Your task: Write out the material again word for word, dropping any images it holds.

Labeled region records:
════════

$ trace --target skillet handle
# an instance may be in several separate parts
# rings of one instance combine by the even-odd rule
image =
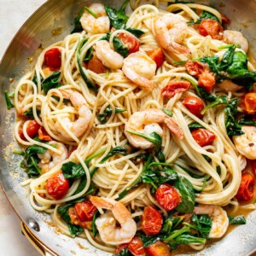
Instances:
[[[38,251],[42,256],[58,256],[51,252],[44,244],[43,244],[29,230],[24,222],[20,222],[22,234],[27,238],[31,244]]]

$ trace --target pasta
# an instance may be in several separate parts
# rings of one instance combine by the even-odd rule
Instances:
[[[103,251],[201,250],[229,208],[255,209],[247,43],[206,5],[136,1],[125,16],[127,3],[84,9],[15,88],[23,185],[59,230]]]

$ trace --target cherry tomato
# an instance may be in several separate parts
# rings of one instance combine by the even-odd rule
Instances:
[[[43,126],[40,126],[38,130],[38,138],[41,141],[48,141],[48,142],[52,141],[51,137],[46,132],[46,131]]]
[[[203,128],[197,128],[193,130],[191,135],[201,147],[212,144],[216,137],[216,135],[214,133]]]
[[[135,236],[128,244],[128,250],[134,256],[145,256],[145,249],[142,240]]]
[[[247,92],[241,97],[241,108],[247,113],[253,114],[256,112],[256,92]]]
[[[96,55],[92,56],[88,61],[87,68],[95,72],[96,73],[106,73],[106,67],[102,62],[96,57]]]
[[[178,191],[167,183],[160,184],[154,196],[158,203],[166,211],[176,208],[181,201]]]
[[[187,90],[191,83],[189,81],[171,81],[161,90],[161,96],[172,98],[177,92]]]
[[[196,117],[202,118],[201,112],[204,108],[204,103],[198,97],[188,96],[183,101],[183,104]]]
[[[31,138],[34,138],[38,135],[40,126],[41,125],[37,123],[36,120],[29,120],[26,126],[26,133],[28,137]],[[21,126],[20,126],[19,135],[22,140],[26,140],[23,133],[23,127]]]
[[[129,54],[139,50],[140,42],[135,37],[128,35],[126,33],[119,33],[117,37],[129,49]]]
[[[52,48],[44,54],[44,64],[48,67],[60,68],[61,67],[61,51],[58,48]]]
[[[165,61],[164,53],[160,47],[148,50],[147,55],[155,62],[157,67],[160,67]]]
[[[241,174],[241,180],[237,194],[236,195],[238,201],[249,201],[254,195],[254,177],[249,172]]]
[[[76,203],[74,206],[75,212],[80,221],[90,221],[97,208],[90,200]]]
[[[162,228],[163,217],[151,207],[146,207],[142,218],[143,231],[148,236],[157,235]]]
[[[199,25],[199,32],[201,35],[211,36],[213,39],[221,40],[223,38],[223,27],[217,21],[211,19],[202,20]]]
[[[46,183],[46,190],[55,200],[61,199],[69,189],[69,180],[62,172],[49,177]]]
[[[163,241],[156,241],[145,248],[148,256],[171,256],[168,246]]]

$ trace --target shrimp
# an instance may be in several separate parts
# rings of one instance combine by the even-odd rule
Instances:
[[[143,89],[152,90],[155,87],[150,79],[155,74],[156,64],[146,54],[139,51],[131,54],[125,59],[122,71],[129,79]]]
[[[102,3],[93,3],[90,5],[89,9],[94,12],[97,17],[93,16],[85,9],[80,18],[83,29],[89,34],[108,32],[110,20],[106,14],[104,5]]]
[[[174,14],[166,14],[154,22],[156,40],[160,45],[175,54],[189,54],[189,50],[180,44],[187,37],[186,20]]]
[[[43,173],[49,172],[51,168],[61,164],[67,158],[67,149],[63,143],[50,141],[49,142],[49,145],[55,146],[55,148],[59,149],[61,154],[58,154],[50,149],[47,149],[44,154],[38,154],[38,158],[41,160],[38,166]]]
[[[150,148],[154,146],[154,143],[143,137],[129,133],[129,131],[140,132],[145,135],[149,135],[154,131],[162,136],[163,130],[160,126],[160,123],[165,123],[169,130],[178,138],[182,139],[183,137],[183,131],[177,125],[174,119],[157,108],[135,112],[125,125],[125,133],[129,143],[135,148]]]
[[[241,49],[247,53],[249,48],[248,41],[241,32],[233,30],[224,30],[223,32],[224,42],[226,44],[240,44]]]
[[[111,245],[130,242],[137,231],[137,224],[131,213],[120,202],[109,198],[91,196],[90,201],[96,207],[110,210],[96,220],[102,240]],[[116,222],[120,228],[116,226]]]
[[[241,126],[242,135],[233,136],[233,142],[238,152],[247,159],[256,159],[256,127]]]
[[[195,214],[208,214],[212,219],[210,238],[222,237],[229,226],[229,218],[226,211],[215,205],[199,205],[194,209]]]
[[[104,66],[110,69],[122,67],[124,57],[112,49],[107,40],[97,41],[95,46],[96,55]]]
[[[68,117],[64,117],[61,120],[66,129],[63,129],[63,125],[58,120],[55,125],[55,129],[67,139],[72,138],[67,132],[67,130],[70,131],[75,137],[79,137],[88,128],[92,118],[92,113],[86,106],[86,101],[80,93],[71,90],[60,91],[63,97],[70,100],[71,103],[78,110],[79,118],[75,121],[72,121]]]

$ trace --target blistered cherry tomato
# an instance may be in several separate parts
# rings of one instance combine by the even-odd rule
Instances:
[[[236,195],[238,201],[249,201],[254,195],[254,177],[249,172],[243,172],[240,187]]]
[[[171,256],[168,246],[160,241],[146,247],[146,253],[148,256]]]
[[[44,54],[44,64],[48,67],[60,68],[61,67],[61,51],[58,48],[52,48]]]
[[[160,184],[154,196],[158,203],[166,211],[176,208],[181,201],[178,191],[167,183]]]
[[[55,200],[65,196],[69,189],[69,181],[62,172],[49,177],[46,183],[46,190]]]
[[[26,140],[23,133],[23,127],[20,127],[20,128],[19,130],[19,135],[22,140]],[[29,120],[26,126],[26,133],[28,137],[31,138],[34,138],[38,135],[40,127],[41,125],[38,123],[37,123],[36,120]]]
[[[146,207],[142,218],[142,230],[148,236],[157,235],[163,223],[162,215],[154,208]]]
[[[135,236],[128,244],[128,250],[134,256],[145,256],[145,249],[142,240]]]
[[[74,206],[75,212],[80,221],[90,221],[97,208],[90,200],[76,203]]]
[[[183,104],[199,119],[202,117],[201,112],[204,108],[204,103],[198,97],[188,96],[183,101]]]
[[[164,53],[160,47],[148,50],[147,55],[155,62],[157,67],[160,67],[165,61]]]
[[[161,96],[172,98],[175,94],[189,90],[190,85],[189,81],[171,81],[162,89]]]
[[[221,40],[223,38],[223,27],[217,21],[211,19],[202,20],[199,25],[201,35],[211,36],[213,39]]]
[[[119,33],[118,35],[118,38],[129,49],[129,54],[139,50],[140,42],[135,37],[128,35],[126,33]]]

════════

The answer:
$ trace --target skillet handle
# an instance may be in several separate parts
# rings of one instance combine by the even-odd rule
image =
Instances:
[[[38,251],[42,256],[58,256],[51,252],[44,244],[43,244],[29,230],[24,222],[20,222],[22,234],[27,238],[31,244]]]

$ trace --target pasta
# an instance may be in several separate parts
# rings of one instance combine by the even-odd rule
Instances:
[[[103,251],[201,250],[229,208],[255,209],[247,43],[206,5],[136,1],[125,16],[127,3],[84,9],[15,88],[23,185],[59,230]]]

$ trace --target cherry tomato
# an instance may be in several separate parts
# rings of one instance combine by the even-odd rule
Instances:
[[[43,126],[40,126],[38,130],[38,138],[41,141],[48,141],[48,142],[52,141],[51,137],[46,132],[46,131]]]
[[[203,128],[197,128],[193,130],[191,135],[201,147],[212,144],[216,137],[216,135],[214,133]]]
[[[135,236],[128,244],[128,250],[134,256],[145,256],[145,249],[142,240]]]
[[[247,92],[241,97],[241,108],[247,113],[253,114],[256,112],[256,92]]]
[[[96,55],[92,56],[88,61],[87,68],[95,72],[96,73],[106,73],[106,67],[102,62],[96,57]]]
[[[178,191],[167,183],[160,184],[154,196],[158,203],[166,211],[176,208],[181,201]]]
[[[187,90],[191,83],[189,81],[171,81],[161,90],[161,96],[172,98],[177,92]]]
[[[196,117],[202,118],[201,112],[204,108],[204,103],[198,97],[188,96],[183,101],[183,104]]]
[[[31,138],[34,138],[38,135],[40,126],[41,125],[37,123],[36,120],[29,120],[26,126],[26,133],[28,137]],[[21,126],[20,126],[19,135],[22,140],[26,140],[23,133],[23,127]]]
[[[129,54],[139,50],[140,42],[135,37],[128,35],[126,33],[119,33],[117,37],[129,49]]]
[[[52,48],[44,54],[44,64],[48,67],[60,68],[61,67],[61,51],[58,48]]]
[[[165,61],[164,53],[160,47],[148,50],[147,55],[155,62],[157,67],[160,67]]]
[[[241,174],[241,180],[237,194],[236,195],[238,201],[249,201],[254,195],[254,177],[249,172]]]
[[[76,203],[74,206],[75,212],[80,221],[90,221],[97,208],[90,200]]]
[[[162,228],[163,217],[151,207],[146,207],[142,218],[143,231],[148,236],[157,235]]]
[[[199,25],[199,32],[201,35],[211,36],[213,39],[221,40],[223,38],[223,27],[217,21],[211,19],[202,20]]]
[[[46,183],[46,190],[55,200],[61,199],[69,189],[69,180],[62,172],[49,177]]]
[[[163,241],[156,241],[145,248],[148,256],[171,256],[168,246]]]

$ trace --target shrimp
# an instance may be in several separate parts
# rings of one instance combine by the even-odd rule
Instances:
[[[143,89],[152,90],[155,87],[150,79],[155,74],[156,64],[146,54],[139,51],[131,54],[125,59],[122,71],[129,79]]]
[[[102,3],[93,3],[90,5],[89,9],[94,12],[97,17],[93,16],[85,9],[80,18],[83,29],[89,34],[108,32],[110,20],[106,14],[104,5]]]
[[[174,14],[166,14],[154,22],[156,40],[160,45],[175,54],[189,54],[189,50],[180,44],[187,37],[186,20]]]
[[[43,173],[49,172],[51,168],[61,164],[67,158],[67,149],[63,143],[50,141],[49,142],[49,145],[55,146],[55,148],[59,149],[61,154],[58,154],[50,149],[47,149],[44,154],[38,154],[38,158],[41,160],[38,166]]]
[[[150,148],[154,146],[154,143],[143,137],[129,133],[129,131],[140,132],[145,135],[149,135],[154,131],[162,136],[163,130],[160,126],[160,123],[165,123],[169,130],[178,138],[182,139],[183,137],[183,131],[177,125],[174,119],[157,108],[135,112],[125,125],[125,133],[129,143],[135,148]]]
[[[241,49],[247,53],[249,48],[248,41],[241,32],[233,30],[224,30],[223,32],[224,42],[226,44],[240,44]]]
[[[111,245],[130,242],[137,231],[137,224],[131,213],[120,202],[109,198],[91,196],[90,201],[96,207],[110,210],[96,220],[102,240]],[[116,222],[120,228],[116,226]]]
[[[241,126],[242,135],[233,136],[233,142],[238,152],[247,159],[256,159],[256,127]]]
[[[195,214],[208,214],[212,219],[210,238],[222,237],[229,226],[229,218],[226,211],[215,205],[199,205],[194,209]]]
[[[104,66],[110,69],[122,67],[124,57],[112,49],[107,40],[97,41],[95,46],[96,55]]]
[[[68,117],[64,117],[61,120],[66,129],[63,129],[63,125],[58,120],[55,125],[55,129],[67,139],[72,138],[67,132],[67,130],[70,131],[75,137],[79,137],[88,128],[92,118],[92,113],[86,106],[86,101],[80,93],[71,90],[60,91],[63,97],[70,100],[71,103],[78,110],[79,118],[75,121],[72,121]]]

$ trace --target blistered cherry tomato
# an instance may be in several separate parts
# rings of one instance combine by the even-odd rule
Instances:
[[[236,195],[238,201],[249,201],[254,195],[254,177],[249,172],[243,172],[240,187]]]
[[[171,256],[168,246],[160,241],[146,247],[146,253],[148,256]]]
[[[44,54],[44,64],[48,67],[60,68],[61,67],[61,51],[58,48],[52,48]]]
[[[160,184],[154,196],[158,203],[166,211],[176,208],[181,201],[178,191],[167,183]]]
[[[55,200],[65,196],[69,189],[69,181],[62,172],[49,177],[46,183],[46,190]]]
[[[26,140],[23,133],[23,127],[20,127],[20,128],[19,130],[19,135],[22,140]],[[29,120],[26,126],[26,133],[28,137],[31,138],[34,138],[38,135],[40,127],[41,125],[38,123],[37,123],[36,120]]]
[[[146,207],[142,218],[142,230],[148,236],[157,235],[163,223],[162,215],[154,208]]]
[[[135,236],[128,244],[128,250],[134,256],[145,256],[145,249],[142,240]]]
[[[74,206],[75,212],[80,221],[90,221],[97,208],[90,200],[76,203]]]
[[[183,104],[199,119],[202,117],[201,112],[204,108],[204,103],[198,97],[188,96],[183,101]]]
[[[164,53],[160,47],[148,50],[147,55],[155,62],[157,67],[160,67],[165,61]]]
[[[161,96],[172,98],[175,94],[189,90],[190,85],[189,81],[171,81],[162,89]]]
[[[221,40],[223,38],[223,27],[217,21],[211,19],[202,20],[199,25],[201,35],[211,36],[213,39]]]
[[[119,33],[118,35],[118,38],[129,49],[129,54],[139,50],[140,42],[135,37],[128,35],[126,33]]]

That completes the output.